## What you are asked to do
Return every record exactly as it appears. Leave nothing out.

--- START ---

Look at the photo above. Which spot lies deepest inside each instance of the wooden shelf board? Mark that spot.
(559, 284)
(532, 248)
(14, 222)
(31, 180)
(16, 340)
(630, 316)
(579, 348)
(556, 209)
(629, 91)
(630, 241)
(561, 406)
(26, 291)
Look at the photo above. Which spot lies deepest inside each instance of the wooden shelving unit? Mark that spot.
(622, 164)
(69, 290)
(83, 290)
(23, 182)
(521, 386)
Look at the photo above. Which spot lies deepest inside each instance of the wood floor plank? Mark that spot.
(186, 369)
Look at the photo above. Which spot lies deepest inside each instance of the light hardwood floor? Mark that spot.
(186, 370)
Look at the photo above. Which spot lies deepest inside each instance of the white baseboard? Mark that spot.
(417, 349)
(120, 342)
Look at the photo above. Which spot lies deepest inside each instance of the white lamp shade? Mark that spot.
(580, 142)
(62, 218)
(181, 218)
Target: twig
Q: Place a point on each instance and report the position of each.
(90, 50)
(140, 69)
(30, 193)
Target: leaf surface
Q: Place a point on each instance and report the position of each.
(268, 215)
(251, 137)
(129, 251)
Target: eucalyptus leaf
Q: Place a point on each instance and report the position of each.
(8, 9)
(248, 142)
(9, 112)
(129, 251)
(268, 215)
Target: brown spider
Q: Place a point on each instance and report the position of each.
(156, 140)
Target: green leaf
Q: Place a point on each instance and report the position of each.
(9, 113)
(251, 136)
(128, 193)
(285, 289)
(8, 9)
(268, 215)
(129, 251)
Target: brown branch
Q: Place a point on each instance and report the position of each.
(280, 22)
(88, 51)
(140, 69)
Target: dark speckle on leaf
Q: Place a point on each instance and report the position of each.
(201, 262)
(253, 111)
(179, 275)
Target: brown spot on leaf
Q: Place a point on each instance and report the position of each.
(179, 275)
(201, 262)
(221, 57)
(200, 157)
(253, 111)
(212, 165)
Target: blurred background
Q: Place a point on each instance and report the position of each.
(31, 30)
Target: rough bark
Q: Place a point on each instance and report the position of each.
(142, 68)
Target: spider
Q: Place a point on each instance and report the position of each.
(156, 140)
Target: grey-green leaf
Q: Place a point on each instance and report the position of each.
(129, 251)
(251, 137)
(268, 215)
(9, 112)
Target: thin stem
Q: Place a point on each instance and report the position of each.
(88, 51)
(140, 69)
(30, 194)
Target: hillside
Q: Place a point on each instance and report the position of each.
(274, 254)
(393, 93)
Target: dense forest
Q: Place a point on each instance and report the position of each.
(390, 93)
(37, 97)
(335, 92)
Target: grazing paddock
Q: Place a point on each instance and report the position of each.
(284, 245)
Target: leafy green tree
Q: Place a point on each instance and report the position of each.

--- END ---

## Your response
Look at the photo above. Which spot lies deepest inside each instance of the wooden shelf board? Mark that spot.
(559, 284)
(532, 248)
(14, 222)
(31, 180)
(16, 340)
(630, 316)
(579, 348)
(556, 209)
(629, 91)
(630, 241)
(561, 406)
(26, 291)
Look at the photo above. Which spot lies deepest inside each instance of the wooden shelving unit? Mark that spot.
(622, 164)
(69, 290)
(83, 290)
(23, 182)
(521, 386)
Look at the photo above. Which spot lies deepest inside each instance of the wood floor plank? Mark that spot.
(186, 369)
Look at the photo above. Which spot lies deepest inside each instance of the light hardwood floor? Mark that spot.
(186, 370)
Look at the photo above. Which spot lies deepest inside each instance of the white baseboard? Mark that spot.
(417, 349)
(120, 342)
Look at the photo above. Which spot lies deepest inside each instance of the white lamp shade? Mark that spot.
(580, 142)
(62, 218)
(181, 218)
Target: twig
Q: Place a point on each instance and report the position of each.
(90, 50)
(140, 69)
(30, 193)
Target: leaf surface
Q: Place a point on each instance and report the position of each.
(268, 215)
(251, 137)
(129, 251)
Target: eucalyptus leaf
Q: Place a point on each instance and report the position of each.
(8, 9)
(248, 142)
(9, 112)
(129, 251)
(268, 215)
Target: brown spider
Q: Place a point on each instance and report the position of each.
(156, 140)
Target: green leaf
Q: Place a point on each instance and report the position of each.
(9, 113)
(251, 136)
(128, 193)
(285, 289)
(8, 9)
(268, 215)
(129, 251)
Target: brown branch
Q: Place a point on each instance and report the position of each.
(280, 22)
(88, 51)
(140, 69)
Target: dark speckle on leaf
Q: Place a point on each instance and report the position of each.
(201, 262)
(253, 111)
(179, 275)
Target: brown spot on leaf
Q: Place a point on each instance and report the position of each.
(179, 275)
(201, 262)
(221, 57)
(200, 157)
(253, 111)
(212, 165)
Target: blurred background
Q: Place a point on each instance and report the position of each.
(31, 30)
Target: rough bark
Q: Place a point on each instance and report the position of each.
(142, 68)
Target: spider
Q: Place a point on each instance and report the position of each.
(156, 140)
Target: grey-green leaf
Q: Place a point on each instance and report the position of each.
(129, 251)
(251, 137)
(268, 215)
(9, 112)
Target: thin stem
Q: Place a point on each instance and report the position of each.
(88, 51)
(140, 69)
(30, 194)
Target: hillside
Q: Place a point on each instance and report the position of each.
(274, 254)
(393, 93)
Target: dense forest
Q: Place a point on each instance and report the position of each.
(390, 93)
(37, 97)
(335, 92)
Target: grazing paddock
Q: Place a point on each instance and report the position of each.
(284, 245)
Target: leafy green tree
Q: Place a point on each instance and report the position of each.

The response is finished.